◆ TEXTO FORNECIDO ◆
━━━━━━
As piores eleições municipais do Brasil
As eleições municipais
no Brasil ocorreram praticamente sem discussões sobre os programas municipais
dos candidatos, sem discussões sobre balanços de ações dos prefeitos
candidatos, tampouco foram debatidas temáticas desafiadoras como as questões
ambientais face ao aquecimento global.
Exemplos de
catástrofes ecológicas não faltaram nesses últimos anos! Tanto a imprensa
comercial como alternativa caíram na armadilha da extrema direita, dando
espaços para a reprodução de portagens, falas de candidatos que se projetaram
pela vulgaridade política expostas em vídeos nas redes sociais, pelas fake
news, além de candidatos pastores e militares que vendiam Deus, Jesus como uma
mercadoria de baixo custo e uma noção de segurança pública de que “bandido bom
é bandido morto”. A maioria dos candidatos desconhecia os problemas urbanos,
socioambientais e econômicos que afetam as cidades e sua população. A tática da
direita conservadora e da extrema direita era produzir impactos midiáticos,
usando fake news que viraram normalidade, assim como, as ameaças de mortes, as
agressões físicas, difamações contra seus adversários. Tudo era válido para
ocupar o espaço mediático. Como diz o roqueiro brasileiro Erasmo Carlos: Falem
bem ou mal, mas falem de mim!Ilustrando somente os exemplos de São Paulo e
Fortaleza surgiram candidatos da extrema direita aprovados pelo TSE com perfis
que se fossem bem analisados, talvez, não seriam aprovados por não disporem de
condições éticas mínimas que lhes permitam exercer uma função pública (condenados na Justiça, presos por roubos
bancários, ficha limpa desrespeitada etc.). Esses candidatos criaram um clima
completamente perverso para a democracia. Suas falas políticas não são mais
regidas por proposições ou projetos em prol do povo, mas pela desqualificação
de seus opositores que, no caso, se transformam em “seus inimigos”. O mais
preocupante é que, ao quebrarem os padrões habituais da vida política
brasileira, apresentam-se como “antissistema”, o “messias” cujo lema é “Brasil
acima de tudo, Deus acima de todos”. Aliás, vale ressaltar que a plataforma
ideológica da extrema direita sempre teve uma estrutura perversa, cujo poder de
influência é extremamente eficaz, porque ao confundir os referenciais dos
indivíduos que recruta, impede-os de pensar por si mesmos.Assistimos no Brasil um
imbróglio ideológico no campo da direita e extrema direita não é apenas uma
estratégia eficaz no contexto de um confronto ideológico. Ao contrário, na
medida em que elimina os fatos que alicerçam os debates políticos a simples
“opinião” de seus mentores transformam “fakes” em verdades inabaláveis. Vimos
como Bolsonaro se impôs no cenário político nacional com suas mentiras,
vulgaridades, agressões verbais, racismo, gesticulações infundadas sobre o
complô comunista no Brasil etc. Gerar confusão não é mais um “acidente de
retórica” e sim o principal método de criar a desordem com a promessa de
renovação da ordem. Nas eleições municipais esse “modo de agir” teve
continuidade, o germe do bolsonarismo continua vivo mesmo que seu mentor esteja
desgastado, a julgar pelas derrotas de seus candidatos.
━━━━━━
Trecho de um conjunto de dados:
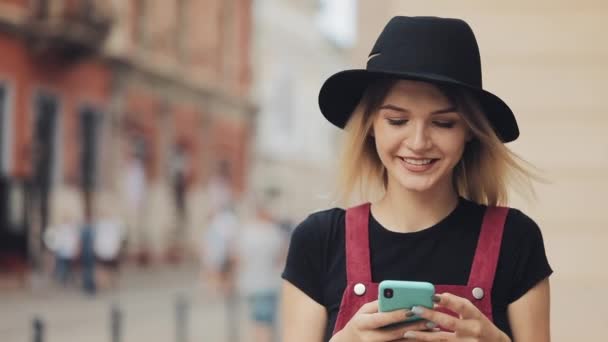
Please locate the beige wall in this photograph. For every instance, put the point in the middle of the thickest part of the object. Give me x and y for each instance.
(549, 61)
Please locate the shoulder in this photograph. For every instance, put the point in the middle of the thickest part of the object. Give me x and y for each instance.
(521, 225)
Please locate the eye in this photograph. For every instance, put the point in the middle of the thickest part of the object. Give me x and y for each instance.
(444, 124)
(396, 122)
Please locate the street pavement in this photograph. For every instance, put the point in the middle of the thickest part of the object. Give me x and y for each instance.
(147, 303)
(147, 299)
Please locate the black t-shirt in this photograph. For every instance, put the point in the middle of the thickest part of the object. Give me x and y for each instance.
(441, 254)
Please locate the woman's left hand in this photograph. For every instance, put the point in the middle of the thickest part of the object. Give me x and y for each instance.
(471, 325)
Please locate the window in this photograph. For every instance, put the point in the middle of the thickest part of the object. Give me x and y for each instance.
(89, 150)
(46, 141)
(6, 124)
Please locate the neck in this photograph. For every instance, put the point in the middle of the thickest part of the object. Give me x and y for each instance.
(406, 211)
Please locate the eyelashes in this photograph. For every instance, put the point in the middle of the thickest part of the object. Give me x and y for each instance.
(441, 124)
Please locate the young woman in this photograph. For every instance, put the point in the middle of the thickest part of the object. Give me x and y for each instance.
(425, 144)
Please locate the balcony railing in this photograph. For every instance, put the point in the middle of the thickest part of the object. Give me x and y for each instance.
(68, 27)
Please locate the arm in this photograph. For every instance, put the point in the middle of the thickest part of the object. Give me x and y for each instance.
(304, 320)
(529, 315)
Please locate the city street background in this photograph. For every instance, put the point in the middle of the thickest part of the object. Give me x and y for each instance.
(150, 114)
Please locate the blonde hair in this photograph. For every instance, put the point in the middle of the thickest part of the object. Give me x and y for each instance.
(484, 174)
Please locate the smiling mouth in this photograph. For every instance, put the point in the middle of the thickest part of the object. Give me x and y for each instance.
(418, 162)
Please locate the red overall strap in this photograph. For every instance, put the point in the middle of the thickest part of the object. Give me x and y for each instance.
(358, 267)
(488, 248)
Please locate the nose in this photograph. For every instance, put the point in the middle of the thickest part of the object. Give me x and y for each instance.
(419, 139)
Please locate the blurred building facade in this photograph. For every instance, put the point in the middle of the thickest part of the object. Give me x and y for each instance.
(295, 146)
(135, 102)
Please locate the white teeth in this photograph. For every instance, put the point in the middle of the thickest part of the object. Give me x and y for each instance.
(417, 161)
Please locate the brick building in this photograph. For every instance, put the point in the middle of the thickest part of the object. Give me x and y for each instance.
(87, 86)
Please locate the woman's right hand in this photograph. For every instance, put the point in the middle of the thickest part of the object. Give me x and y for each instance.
(368, 325)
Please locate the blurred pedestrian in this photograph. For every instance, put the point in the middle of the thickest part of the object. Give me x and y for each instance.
(259, 255)
(87, 253)
(217, 249)
(108, 245)
(62, 239)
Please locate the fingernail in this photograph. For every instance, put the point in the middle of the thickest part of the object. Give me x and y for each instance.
(409, 334)
(430, 325)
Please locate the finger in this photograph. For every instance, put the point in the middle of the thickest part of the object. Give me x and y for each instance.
(444, 320)
(397, 332)
(429, 336)
(370, 307)
(382, 319)
(459, 305)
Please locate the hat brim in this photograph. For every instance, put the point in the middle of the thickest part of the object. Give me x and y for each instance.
(341, 93)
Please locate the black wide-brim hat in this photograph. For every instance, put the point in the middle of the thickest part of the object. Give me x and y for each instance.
(436, 50)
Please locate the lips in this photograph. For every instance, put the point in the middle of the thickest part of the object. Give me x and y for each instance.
(418, 164)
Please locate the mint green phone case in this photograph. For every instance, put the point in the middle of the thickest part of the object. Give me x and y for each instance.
(397, 294)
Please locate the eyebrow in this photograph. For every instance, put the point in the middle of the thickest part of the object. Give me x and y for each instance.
(403, 110)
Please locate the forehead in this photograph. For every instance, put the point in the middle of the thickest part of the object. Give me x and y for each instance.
(416, 93)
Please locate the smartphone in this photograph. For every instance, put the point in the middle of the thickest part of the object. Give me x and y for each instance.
(397, 294)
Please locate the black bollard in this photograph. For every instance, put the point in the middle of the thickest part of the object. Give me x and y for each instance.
(181, 318)
(38, 326)
(116, 323)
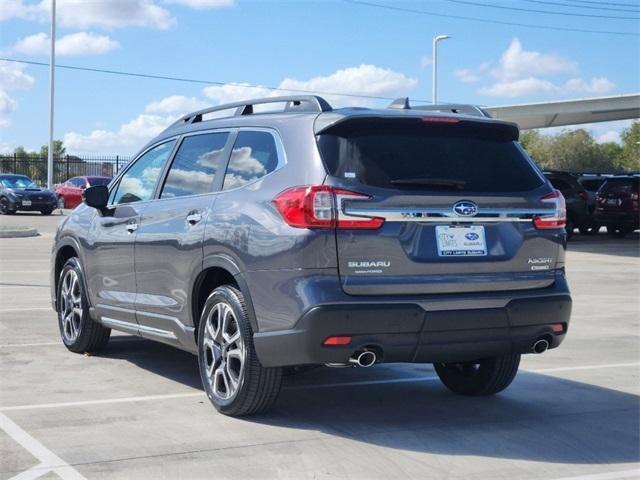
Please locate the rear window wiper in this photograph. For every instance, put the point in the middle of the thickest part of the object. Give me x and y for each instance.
(431, 182)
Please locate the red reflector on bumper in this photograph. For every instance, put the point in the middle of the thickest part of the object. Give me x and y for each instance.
(337, 341)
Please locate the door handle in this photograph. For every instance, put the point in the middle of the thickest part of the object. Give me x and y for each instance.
(132, 226)
(194, 217)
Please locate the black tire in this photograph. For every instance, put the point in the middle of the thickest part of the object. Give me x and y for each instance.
(589, 230)
(82, 334)
(619, 231)
(5, 208)
(484, 377)
(257, 387)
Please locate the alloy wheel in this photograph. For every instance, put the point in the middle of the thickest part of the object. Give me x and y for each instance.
(224, 352)
(71, 305)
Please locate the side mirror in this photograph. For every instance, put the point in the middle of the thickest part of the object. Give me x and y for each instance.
(96, 197)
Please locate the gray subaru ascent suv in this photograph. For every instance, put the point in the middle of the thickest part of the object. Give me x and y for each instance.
(281, 232)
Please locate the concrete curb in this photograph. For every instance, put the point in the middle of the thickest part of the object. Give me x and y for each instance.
(19, 233)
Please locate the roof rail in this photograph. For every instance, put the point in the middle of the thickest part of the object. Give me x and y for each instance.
(300, 103)
(402, 103)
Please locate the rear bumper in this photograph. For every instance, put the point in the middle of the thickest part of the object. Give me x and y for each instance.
(406, 332)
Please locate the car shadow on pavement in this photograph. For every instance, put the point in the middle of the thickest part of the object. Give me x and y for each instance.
(540, 418)
(603, 244)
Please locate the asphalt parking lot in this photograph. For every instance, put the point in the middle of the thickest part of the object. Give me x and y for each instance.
(137, 410)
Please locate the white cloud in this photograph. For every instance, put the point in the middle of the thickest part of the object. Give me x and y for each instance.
(597, 86)
(522, 73)
(80, 43)
(533, 85)
(362, 80)
(12, 77)
(85, 14)
(237, 92)
(467, 75)
(177, 104)
(517, 63)
(203, 4)
(128, 138)
(520, 87)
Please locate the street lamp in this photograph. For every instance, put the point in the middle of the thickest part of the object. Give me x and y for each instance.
(52, 70)
(434, 95)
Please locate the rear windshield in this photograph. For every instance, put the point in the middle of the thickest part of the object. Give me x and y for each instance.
(592, 185)
(621, 185)
(94, 181)
(427, 156)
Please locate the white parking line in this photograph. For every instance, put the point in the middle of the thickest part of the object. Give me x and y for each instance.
(48, 460)
(169, 396)
(606, 476)
(22, 309)
(81, 403)
(41, 344)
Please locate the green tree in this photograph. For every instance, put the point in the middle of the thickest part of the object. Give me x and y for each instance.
(577, 150)
(58, 149)
(629, 158)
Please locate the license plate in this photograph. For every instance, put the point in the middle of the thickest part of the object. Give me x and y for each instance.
(464, 241)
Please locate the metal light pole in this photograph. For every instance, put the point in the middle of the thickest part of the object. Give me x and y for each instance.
(434, 95)
(52, 74)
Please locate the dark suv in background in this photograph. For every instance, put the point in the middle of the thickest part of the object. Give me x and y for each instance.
(304, 235)
(617, 204)
(19, 192)
(576, 198)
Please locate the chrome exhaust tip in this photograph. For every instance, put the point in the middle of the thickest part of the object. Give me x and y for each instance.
(363, 359)
(540, 346)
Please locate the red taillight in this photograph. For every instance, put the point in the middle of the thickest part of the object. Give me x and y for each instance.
(558, 219)
(440, 119)
(343, 340)
(319, 206)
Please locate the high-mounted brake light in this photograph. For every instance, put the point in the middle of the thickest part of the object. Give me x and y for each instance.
(440, 119)
(558, 219)
(320, 206)
(338, 340)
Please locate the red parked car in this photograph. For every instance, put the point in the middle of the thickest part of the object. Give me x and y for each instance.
(70, 192)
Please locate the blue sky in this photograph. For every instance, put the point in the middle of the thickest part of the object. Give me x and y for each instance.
(333, 46)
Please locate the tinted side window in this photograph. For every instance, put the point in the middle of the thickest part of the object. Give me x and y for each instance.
(195, 165)
(560, 185)
(254, 155)
(139, 182)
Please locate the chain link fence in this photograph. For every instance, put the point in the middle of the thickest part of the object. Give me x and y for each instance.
(64, 167)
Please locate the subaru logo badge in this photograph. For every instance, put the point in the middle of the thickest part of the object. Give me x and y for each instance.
(465, 208)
━━━━━━
◆ TAREFAS ◆
A – Devolva, sem nenhuma alteração, a parte do texto sobre as eleições municipais que começa em "As piores eleições" e segue até "ao aquecimento global.".
B – Informe todas as linhas acima em que aparece a palavra "street", diferenciando maiúsculas de minúsculas.

◆ RESPOSTAS ◆
A –
As piores eleições municipais do Brasil
As eleições municipais
no Brasil ocorreram praticamente sem discussões sobre os programas municipais
dos candidatos, sem discussões sobre balanços de ações dos prefeitos
candidatos, tampouco foram debatidas temáticas desafiadoras como as questões
ambientais face ao aquecimento global.

B –
Please locate the street pavement in this photograph. For every instance, put the point in the middle of the thickest part of the object. Give me x and y for each instance.
Please locate the city street background in this photograph. For every instance, put the point in the middle of the thickest part of the object. Give me x and y for each instance.
Please locate the street lamp in this photograph. For every instance, put the point in the middle of the thickest part of the object. Give me x and y for each instance.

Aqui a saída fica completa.